Copy the listing below word for word, from the line containing "Wanted → red star insignia on fuselage" down to the line containing "[292,128,316,161]", including both of those lines.

--- start DATA EXTRACT ---

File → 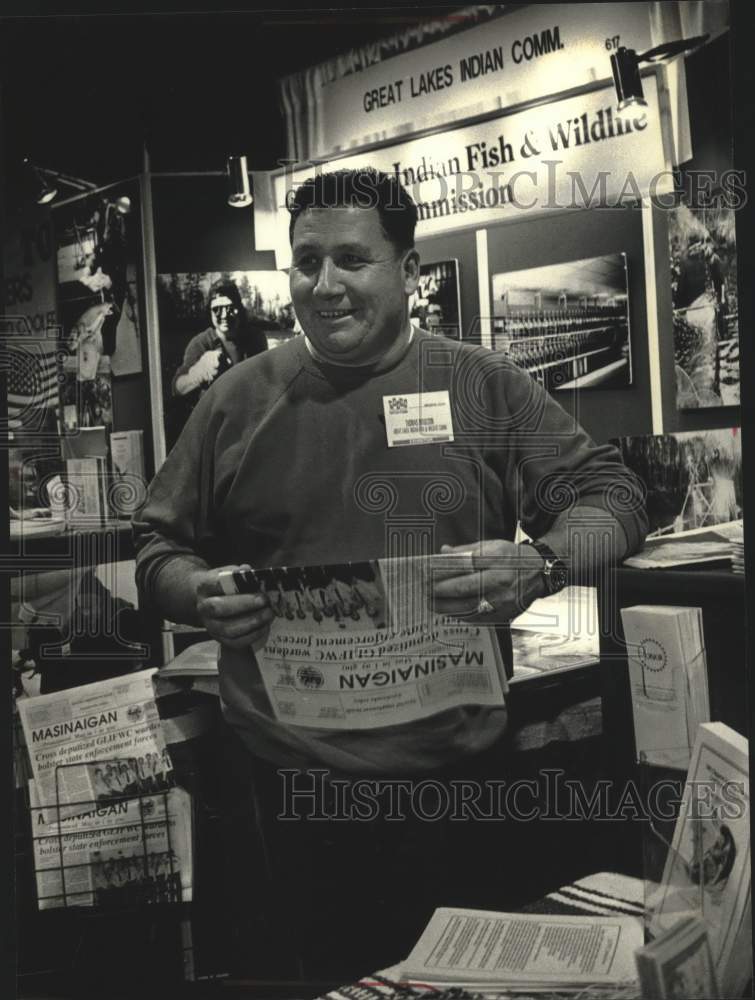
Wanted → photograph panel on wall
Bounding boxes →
[668,204,739,410]
[409,259,461,340]
[53,182,142,414]
[614,427,742,538]
[157,271,299,451]
[492,253,632,392]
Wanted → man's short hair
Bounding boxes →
[207,278,244,312]
[286,167,417,253]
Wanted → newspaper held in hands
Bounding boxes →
[220,553,508,730]
[29,780,193,910]
[402,907,643,991]
[18,669,173,821]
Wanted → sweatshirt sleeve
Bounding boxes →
[496,359,648,555]
[132,395,216,606]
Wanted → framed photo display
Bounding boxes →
[668,204,740,410]
[409,259,461,340]
[491,253,633,392]
[157,271,298,451]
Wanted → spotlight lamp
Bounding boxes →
[23,156,97,205]
[226,156,254,208]
[611,35,709,111]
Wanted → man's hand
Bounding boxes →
[430,541,546,625]
[188,347,220,385]
[192,566,273,649]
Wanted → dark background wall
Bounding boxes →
[42,18,739,472]
[417,229,480,346]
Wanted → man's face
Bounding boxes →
[210,295,239,338]
[290,207,419,365]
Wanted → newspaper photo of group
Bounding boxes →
[227,562,387,628]
[91,851,181,908]
[89,749,173,804]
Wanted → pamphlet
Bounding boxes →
[635,917,720,1000]
[621,604,710,770]
[650,722,750,995]
[402,907,643,990]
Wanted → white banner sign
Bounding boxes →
[296,3,651,156]
[270,74,671,267]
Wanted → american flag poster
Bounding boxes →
[0,333,60,431]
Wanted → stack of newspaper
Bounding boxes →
[649,722,752,997]
[18,670,193,909]
[624,519,743,569]
[401,907,643,996]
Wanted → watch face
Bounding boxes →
[545,559,569,594]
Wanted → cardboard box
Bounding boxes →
[621,605,710,770]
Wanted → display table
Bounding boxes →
[310,872,645,1000]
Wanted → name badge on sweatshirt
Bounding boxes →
[383,389,454,448]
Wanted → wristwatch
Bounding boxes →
[525,540,569,595]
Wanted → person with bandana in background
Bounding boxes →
[171,278,267,401]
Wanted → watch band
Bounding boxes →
[525,539,569,594]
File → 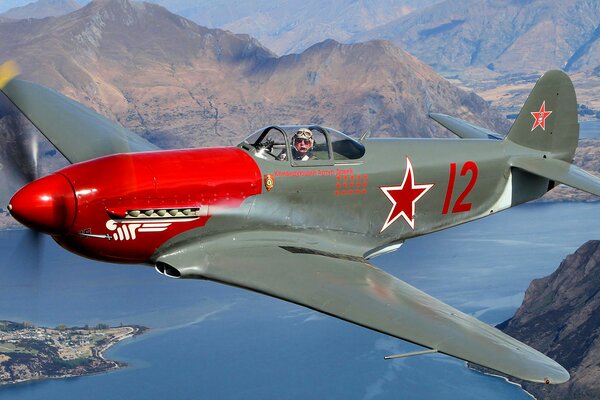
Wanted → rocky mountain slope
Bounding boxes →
[0,0,507,147]
[353,0,600,73]
[499,240,600,400]
[0,0,80,19]
[143,0,440,54]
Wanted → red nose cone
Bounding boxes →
[8,174,75,235]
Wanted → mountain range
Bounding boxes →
[0,0,81,19]
[0,0,507,152]
[499,240,600,400]
[352,0,600,73]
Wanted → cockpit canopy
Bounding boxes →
[239,125,365,165]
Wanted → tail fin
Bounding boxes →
[506,70,579,162]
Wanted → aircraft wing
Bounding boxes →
[0,76,158,163]
[157,232,569,383]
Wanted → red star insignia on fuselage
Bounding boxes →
[379,157,433,233]
[531,100,552,132]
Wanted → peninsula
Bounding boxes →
[0,321,148,385]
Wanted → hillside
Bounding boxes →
[143,0,440,54]
[0,0,507,147]
[353,0,600,73]
[499,240,600,400]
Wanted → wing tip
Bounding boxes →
[0,60,21,89]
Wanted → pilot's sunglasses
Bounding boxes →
[294,138,310,144]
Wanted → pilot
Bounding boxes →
[292,128,316,161]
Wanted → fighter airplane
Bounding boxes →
[0,64,600,383]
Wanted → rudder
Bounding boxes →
[506,70,579,162]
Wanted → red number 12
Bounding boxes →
[442,161,479,214]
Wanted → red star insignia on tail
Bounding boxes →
[380,157,433,233]
[531,100,552,132]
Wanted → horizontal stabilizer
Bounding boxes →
[429,113,502,140]
[511,157,600,196]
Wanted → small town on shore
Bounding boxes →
[0,321,148,385]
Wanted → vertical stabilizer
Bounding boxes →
[506,70,579,162]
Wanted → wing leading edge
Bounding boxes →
[156,232,569,383]
[0,62,158,163]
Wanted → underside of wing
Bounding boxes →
[0,76,158,163]
[156,232,569,383]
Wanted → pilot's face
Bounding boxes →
[294,138,312,156]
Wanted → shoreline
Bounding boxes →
[0,325,149,390]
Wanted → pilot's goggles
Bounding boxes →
[294,138,311,144]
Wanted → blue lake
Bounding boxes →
[579,119,600,139]
[0,203,600,400]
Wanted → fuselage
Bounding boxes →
[12,129,548,264]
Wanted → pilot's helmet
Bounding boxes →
[294,128,314,144]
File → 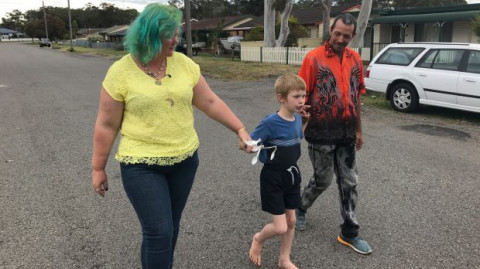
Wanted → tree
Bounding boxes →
[2,9,26,32]
[264,0,293,47]
[334,0,467,9]
[350,0,373,48]
[320,0,332,41]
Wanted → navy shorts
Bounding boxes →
[260,166,302,215]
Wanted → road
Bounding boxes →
[0,44,480,268]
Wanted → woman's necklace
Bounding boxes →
[142,60,166,85]
[142,57,175,107]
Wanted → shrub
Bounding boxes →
[87,34,105,42]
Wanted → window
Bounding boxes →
[417,50,438,68]
[432,50,464,71]
[466,51,480,74]
[377,48,425,66]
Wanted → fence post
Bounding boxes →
[260,47,263,63]
[285,47,288,65]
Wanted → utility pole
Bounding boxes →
[42,1,48,39]
[68,0,73,52]
[184,0,192,58]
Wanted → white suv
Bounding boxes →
[365,43,480,113]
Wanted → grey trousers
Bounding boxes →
[299,143,360,238]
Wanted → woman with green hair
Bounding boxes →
[92,4,251,269]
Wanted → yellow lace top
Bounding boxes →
[102,52,200,165]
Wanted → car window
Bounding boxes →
[416,50,438,68]
[376,48,425,66]
[466,51,480,74]
[432,49,465,71]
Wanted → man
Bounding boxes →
[296,13,372,254]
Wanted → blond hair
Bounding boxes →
[274,73,307,98]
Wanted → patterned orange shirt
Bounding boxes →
[298,41,366,144]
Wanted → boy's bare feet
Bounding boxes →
[248,233,263,267]
[278,260,298,269]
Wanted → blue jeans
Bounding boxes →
[120,152,198,269]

--- end DATA EXTRACT ---

RESPONSE
Wanted → red star insignia on fuselage
Bounding boxes →
[379,157,433,233]
[531,100,552,132]
Wanted → peninsula
Bounding boxes →
[0,321,148,385]
Wanted → hillside
Bounding boxes →
[143,0,440,54]
[0,0,507,147]
[353,0,600,73]
[499,240,600,400]
Wanted → wing tip
Bounding boxes →
[0,60,21,89]
Wanted → pilot's sunglasses
Bounding boxes →
[294,138,310,144]
Wanted → pilot
Bounding boxes →
[292,128,316,161]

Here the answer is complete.